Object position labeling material
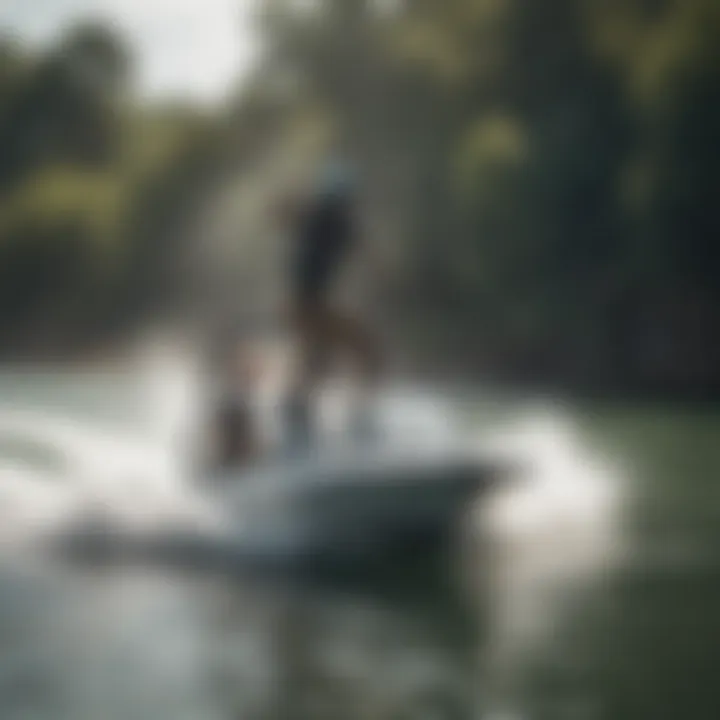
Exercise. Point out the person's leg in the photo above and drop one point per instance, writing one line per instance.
(349, 334)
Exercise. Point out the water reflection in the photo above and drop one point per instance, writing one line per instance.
(517, 637)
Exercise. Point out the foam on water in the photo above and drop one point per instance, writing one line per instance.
(552, 531)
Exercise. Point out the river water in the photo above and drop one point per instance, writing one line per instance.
(598, 576)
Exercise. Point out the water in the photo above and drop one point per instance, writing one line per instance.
(592, 586)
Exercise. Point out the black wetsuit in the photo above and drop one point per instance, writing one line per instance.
(324, 238)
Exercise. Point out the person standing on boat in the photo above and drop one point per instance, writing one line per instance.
(324, 237)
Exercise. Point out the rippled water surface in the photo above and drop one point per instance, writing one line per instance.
(592, 590)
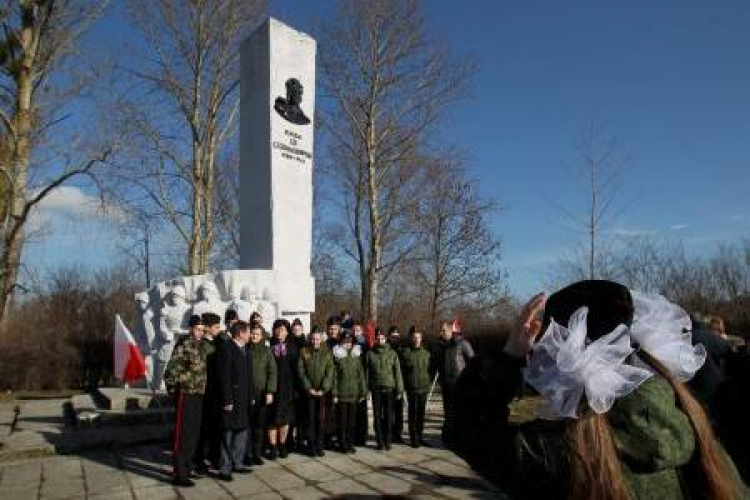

## The problem
Convert every line of the material above into a JSON list of strings, one string per line, omitting blank lines. Leave the pictures out of the list.

## Answer for this exercise
[
  "Exercise. Point out the person's leg in the photo above and drop one point per instance, writing one line per instance.",
  "(349, 334)",
  "Exercise. Point out the water reflection in the photo above and drop one point per instance, writing one line per instance.",
  "(517, 637)",
  "Exercise. Point out the foam on water in the photo above and drop one point per instance, writing one line per instance.",
  "(552, 531)",
  "Exercise. Point out the river water in the photo above and drop one point per instance, writing one line per instance.",
  "(598, 576)",
  "Exercise. Point out the water in the photo above and drop one point per instance, writing one line per instance.",
  "(592, 586)",
  "Exercise. Point out the black wetsuit in the photo above and drop one point per instance, writing one line per instance.",
  "(324, 238)",
  "Exercise. Point out the person standing on boat in the photo above and drop one point per instance, writing one line per instance.",
  "(324, 237)",
  "Exercise. Point out the rippled water surface in the photo above and drop one point per instance, writing one line per instance.",
  "(592, 590)"
]